Pointing dataset records
— BEGIN —
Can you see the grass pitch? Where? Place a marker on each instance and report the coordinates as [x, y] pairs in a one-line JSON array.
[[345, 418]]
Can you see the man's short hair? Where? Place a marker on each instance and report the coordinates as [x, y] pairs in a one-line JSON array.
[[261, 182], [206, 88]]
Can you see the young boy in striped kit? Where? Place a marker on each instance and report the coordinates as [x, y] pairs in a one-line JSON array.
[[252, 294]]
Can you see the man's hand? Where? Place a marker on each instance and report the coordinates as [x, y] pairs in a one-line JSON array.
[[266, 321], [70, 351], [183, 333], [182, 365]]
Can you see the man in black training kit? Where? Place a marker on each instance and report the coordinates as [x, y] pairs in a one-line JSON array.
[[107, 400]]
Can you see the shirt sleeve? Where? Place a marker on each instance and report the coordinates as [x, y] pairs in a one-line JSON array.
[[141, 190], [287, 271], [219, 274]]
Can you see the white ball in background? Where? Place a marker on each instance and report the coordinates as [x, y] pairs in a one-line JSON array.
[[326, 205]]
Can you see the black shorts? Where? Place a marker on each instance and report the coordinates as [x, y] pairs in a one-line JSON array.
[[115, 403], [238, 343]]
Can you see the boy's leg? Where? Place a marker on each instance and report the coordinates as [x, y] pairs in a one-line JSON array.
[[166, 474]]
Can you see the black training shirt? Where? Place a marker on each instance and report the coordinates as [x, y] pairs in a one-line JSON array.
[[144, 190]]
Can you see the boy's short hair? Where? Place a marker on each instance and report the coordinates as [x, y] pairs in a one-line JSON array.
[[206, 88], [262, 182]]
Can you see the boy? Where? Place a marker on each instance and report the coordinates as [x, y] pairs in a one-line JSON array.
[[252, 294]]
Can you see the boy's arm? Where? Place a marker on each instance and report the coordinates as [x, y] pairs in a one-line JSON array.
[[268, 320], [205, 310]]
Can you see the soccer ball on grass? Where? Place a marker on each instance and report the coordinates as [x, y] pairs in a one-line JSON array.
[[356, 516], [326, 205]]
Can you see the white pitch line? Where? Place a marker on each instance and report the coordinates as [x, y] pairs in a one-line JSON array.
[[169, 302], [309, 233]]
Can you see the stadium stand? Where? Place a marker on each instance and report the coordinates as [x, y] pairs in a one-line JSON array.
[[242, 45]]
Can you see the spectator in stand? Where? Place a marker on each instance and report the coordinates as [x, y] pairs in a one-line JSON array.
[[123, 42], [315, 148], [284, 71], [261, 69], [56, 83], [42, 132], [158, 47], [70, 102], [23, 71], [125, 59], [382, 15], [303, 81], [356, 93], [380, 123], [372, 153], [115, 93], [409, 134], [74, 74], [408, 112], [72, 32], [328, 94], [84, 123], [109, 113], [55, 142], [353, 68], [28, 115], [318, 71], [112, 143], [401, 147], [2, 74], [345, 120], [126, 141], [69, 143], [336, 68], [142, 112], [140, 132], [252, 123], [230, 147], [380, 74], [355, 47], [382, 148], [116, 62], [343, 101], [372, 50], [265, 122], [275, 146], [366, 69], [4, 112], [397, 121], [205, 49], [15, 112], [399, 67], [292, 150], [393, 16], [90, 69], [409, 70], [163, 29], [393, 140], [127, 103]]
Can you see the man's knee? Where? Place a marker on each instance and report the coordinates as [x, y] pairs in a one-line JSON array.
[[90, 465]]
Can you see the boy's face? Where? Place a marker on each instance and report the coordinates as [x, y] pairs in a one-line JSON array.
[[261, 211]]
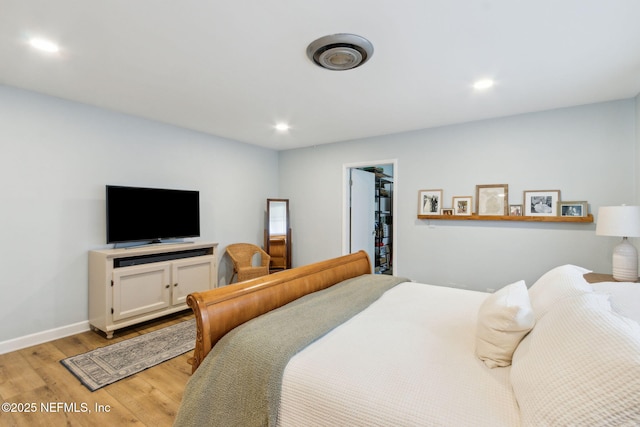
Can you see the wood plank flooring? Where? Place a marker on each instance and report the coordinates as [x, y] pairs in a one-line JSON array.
[[43, 392]]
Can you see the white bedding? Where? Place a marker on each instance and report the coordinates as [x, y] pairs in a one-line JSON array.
[[424, 335]]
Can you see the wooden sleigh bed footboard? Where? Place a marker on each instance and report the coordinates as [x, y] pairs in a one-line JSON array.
[[220, 310]]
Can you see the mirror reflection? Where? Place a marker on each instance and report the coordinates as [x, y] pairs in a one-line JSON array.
[[278, 234]]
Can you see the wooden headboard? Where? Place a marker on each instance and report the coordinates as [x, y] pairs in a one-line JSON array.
[[219, 310]]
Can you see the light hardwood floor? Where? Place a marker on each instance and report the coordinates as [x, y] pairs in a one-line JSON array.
[[35, 376]]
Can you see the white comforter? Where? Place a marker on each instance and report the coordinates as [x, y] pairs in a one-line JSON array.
[[407, 360]]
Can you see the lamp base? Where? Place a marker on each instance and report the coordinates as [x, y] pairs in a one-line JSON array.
— END —
**Your objective:** Format all of the material above as a Markdown table with two columns, Row and Line, one numbered row per line and no blank lines. Don't include the pictures in your answer.

**Exercise answer:**
| Row | Line |
|---|---|
| 1 | Can you see the grass pitch? Where? Place a marker on each instance and report the coordinates as [x, y] pairs in a one-line JSON array. |
| 2 | [[345, 418]] |
| 3 | Can you see the man's short hair? Where? Place a marker on each instance and report the coordinates as [x, y] pairs in a one-line JSON array. |
| 4 | [[261, 182], [206, 88]] |
| 5 | Can you see the young boy in striped kit? Where? Place a marker on each instance and report the coordinates as [x, y] pairs in a one-line JSON array. |
| 6 | [[252, 294]] |
| 7 | Can you see the man's hand? Where? Place a marker on each instance and report the coordinates as [x, y] pairs in a one-line JSON array. |
| 8 | [[266, 321], [70, 351], [183, 333], [182, 365]] |
| 9 | Can you see the man in black training kit? Where? Place a marker on each instance and report the coordinates as [x, y] pairs in a one-line JSON array. |
| 10 | [[107, 400]] |
| 11 | Can you see the shirt sleeve? Where? Place a marker on each instance and report the coordinates as [x, y] pairs in a one-line JSON array. |
| 12 | [[141, 190], [287, 271], [219, 274]] |
| 13 | Can you see the white ball in background? Where? Place a marker on each instance and report the coordinates as [x, y] pairs in a one-line JSON array. |
| 14 | [[326, 205]] |
| 15 | Can you see the black shorts? Where? Place a marker on each instance and report the coordinates as [x, y] pairs in a one-line JSON array. |
| 16 | [[115, 403], [238, 343]] |
| 17 | Can you see the boy's leg? Where? Place a marker on each instance and report the coordinates as [x, y] pairs in a one-line JSON array. |
| 18 | [[166, 474]] |
| 19 | Can you see the black training shirt? Where? Place a marker on each instance and report the coordinates as [x, y] pairs in a one-line JSON array. |
| 20 | [[144, 190]] |
| 21 | Can you see the boy's short hair? Where? Place a marker on each instance and report the coordinates as [x, y] pairs in a one-line JSON array. |
| 22 | [[206, 88], [262, 182]] |
| 23 | Can you see the boy? Where? Place a marker on each instance and report the coordinates as [x, y] pairs in a one-line JSON array. |
| 24 | [[252, 294]] |
| 25 | Can you see the boy's arm? Where? Place a marker on each instance and report the coordinates as [x, y] pairs in a one-line JSON array. |
| 26 | [[268, 320], [205, 310]] |
| 27 | Can you see the soccer ball on grass? Where? Place a marker on each instance and report the coordinates as [x, y] pairs in a one-line JSON array. |
| 28 | [[356, 516], [326, 205]] |
| 29 | Can you see the white pitch line? Where? Place a marker on each instance and report the coordinates as [x, y] pairs in a one-line JSON array. |
| 30 | [[169, 302], [309, 233]] |
| 31 | Can you see the stadium stand? Where? Place a marker on each instance and report the coordinates as [x, y] pairs in a one-line JSON array. |
| 32 | [[242, 45]] |
| 33 | Can you see the spectator in stand? Where? Place a marker on each instance and report the coordinates as [x, y] pairs in a one-line JSON array. |
| 34 | [[123, 42], [315, 148], [284, 71], [261, 69], [56, 83], [42, 132], [158, 47], [70, 102], [23, 71], [125, 59], [382, 15], [303, 81], [356, 93], [380, 123], [372, 153], [115, 93], [409, 134], [74, 74], [408, 112], [72, 32], [328, 94], [84, 123], [109, 113], [55, 142], [353, 68], [28, 115], [318, 71], [112, 143], [401, 147], [2, 74], [345, 120], [126, 141], [69, 143], [336, 68], [142, 112], [140, 132], [252, 123], [230, 147], [380, 74], [355, 47], [382, 148], [116, 62], [343, 101], [372, 50], [265, 122], [275, 146], [366, 69], [4, 112], [397, 121], [205, 49], [15, 112], [399, 67], [292, 150], [393, 16], [90, 69], [409, 70], [163, 29], [393, 140], [127, 103]] |
| 35 | Can you see the man's knee? Where? Place a marker on each instance and report the coordinates as [x, y] pairs in a one-line JSON array. |
| 36 | [[90, 465]] |
| 37 | Can you see the boy's face? Where? Place a marker on each instance and report the coordinates as [x, y] pairs in a one-line JSON array. |
| 38 | [[261, 211]] |
| 39 | Can you see the wood plank flooring? Where? Place a marker on each instance and report the coordinates as [x, y] pairs in a one-line JSON array. |
| 40 | [[43, 392]] |
| 41 | Can you see the white bedding? Where? Place a marker on each instance and report the coordinates as [x, y] pairs in a one-line JSON array. |
| 42 | [[424, 335]] |
| 43 | Can you see the wooden sleigh bed footboard? Where? Place a marker on each instance and report the coordinates as [x, y] pairs in a one-line JSON array. |
| 44 | [[220, 310]] |
| 45 | Can you see the mirror reflection? Where? Place a marker on each instance and report the coordinates as [x, y] pairs in a one-line JSON array. |
| 46 | [[278, 234]] |
| 47 | Can you see the wooden headboard? Where? Place a marker on each instance and report the coordinates as [x, y] pairs in a one-line JSON array. |
| 48 | [[219, 310]] |
| 49 | Can you see the light hardwood floor? Where? Place a marker on each instance and report the coordinates as [x, y] pairs in a one-line JSON array. |
| 50 | [[35, 376]] |
| 51 | Can you see the white comforter? Where? Place a marker on each instance and report the coordinates as [x, y] pairs in a one-line JSON array. |
| 52 | [[407, 360]] |
| 53 | Can you see the lamp base? Where? Place a marker on each instance and report the coordinates as [x, y] pairs in a one-line JSON array. |